◆ TEXTE ◆
Il faisait référence au règlement européen n° 2271/96 du Conseil du 22 novembre 1996 «portant protection contre les effets de l'application extraterritoriale d'une législation adoptée par un pays tiers, ainsi que des actions fondées sur elle ou en découlant». Ce texte avait été adopté principalement pour contrer les effets du blocus économique américain contre Cuba, mais le différend entre les Etats-Unis et l’UE avait finalement été résolu par un accord politique.
Le «Blocking status» ne convainc même pas la Banque européenne d'investissement
Dès le 6 juin, un communiqué de la Banque d'investissement européenne (BEI) mettait en lumière l’effet strictement symbolique de ce «blocking status». A la Commission qui lui avait demandé de soutenir ses investissements dans la République islamique, la Banque d’investissement des Etats membres expliquait son refus en déclarant : «Une condition préalable à son modèle économique est que la Banque reste une institution solide crédible sur les marchés internationaux des capitaux, ce qui serait incompatible avec l'ignorance des sanctions possibles contre l'Iran.»

◆ ÉLÉMENTS ◆
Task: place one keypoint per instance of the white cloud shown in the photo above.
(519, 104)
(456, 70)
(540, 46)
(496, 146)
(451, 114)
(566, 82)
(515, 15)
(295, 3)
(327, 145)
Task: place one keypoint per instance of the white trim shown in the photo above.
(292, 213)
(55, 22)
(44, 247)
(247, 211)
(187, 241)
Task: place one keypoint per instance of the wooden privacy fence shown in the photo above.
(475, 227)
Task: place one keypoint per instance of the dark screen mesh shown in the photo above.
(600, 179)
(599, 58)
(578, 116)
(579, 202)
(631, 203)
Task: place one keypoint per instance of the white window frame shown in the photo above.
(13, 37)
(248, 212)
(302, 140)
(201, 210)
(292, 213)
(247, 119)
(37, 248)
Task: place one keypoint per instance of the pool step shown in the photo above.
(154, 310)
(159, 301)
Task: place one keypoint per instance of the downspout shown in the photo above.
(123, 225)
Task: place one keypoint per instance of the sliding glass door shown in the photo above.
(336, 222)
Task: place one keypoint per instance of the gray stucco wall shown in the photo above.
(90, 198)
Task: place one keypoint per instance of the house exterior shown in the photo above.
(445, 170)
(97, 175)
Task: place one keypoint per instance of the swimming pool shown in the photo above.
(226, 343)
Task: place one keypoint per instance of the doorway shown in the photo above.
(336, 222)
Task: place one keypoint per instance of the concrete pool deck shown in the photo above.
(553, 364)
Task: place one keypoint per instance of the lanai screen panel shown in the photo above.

◆ CONSIGNES ÉCRITES ◆
• 1. Transcrivez telles quelles les entrées, de la ligne qui contient "Task: place one keypoint per instance of the gray" jusqu'à la fin des entrées, ces deux bornes comprises.
• 2. Rédigez la suite du texte sur le règlement européen de blocage, à partir de l'endroit où il s'arrête.
Ces entrées n'ont aucun lien avec le texte sur le règlement européen de blocage.

◆ RÉPONSES AUX CONSIGNES ◆
• 1.
Task: place one keypoint per instance of the gray stucco wall shown in the photo above.
(90, 198)
Task: place one keypoint per instance of the house exterior shown in the photo above.
(445, 170)
(97, 175)
Task: place one keypoint per instance of the swimming pool shown in the photo above.
(226, 343)
Task: place one keypoint per instance of the doorway shown in the photo above.
(336, 222)
Task: place one keypoint per instance of the concrete pool deck shown in the photo above.
(553, 364)
Task: place one keypoint per instance of the lanai screen panel shown in the photo above.

• 2.
En d’autres termes, en raison de la prééminence des institutions financières américaines sur les marchés internationaux de capitaux, la BEI, plus grand emprunteur et prêteur multilatéral au monde, dut refuser de satisfaire les demandes de l’institution qui rassemblait pourtant tous ses actionnaires (les Etats membres de l’UE). Lesquels n’insistèrent pas.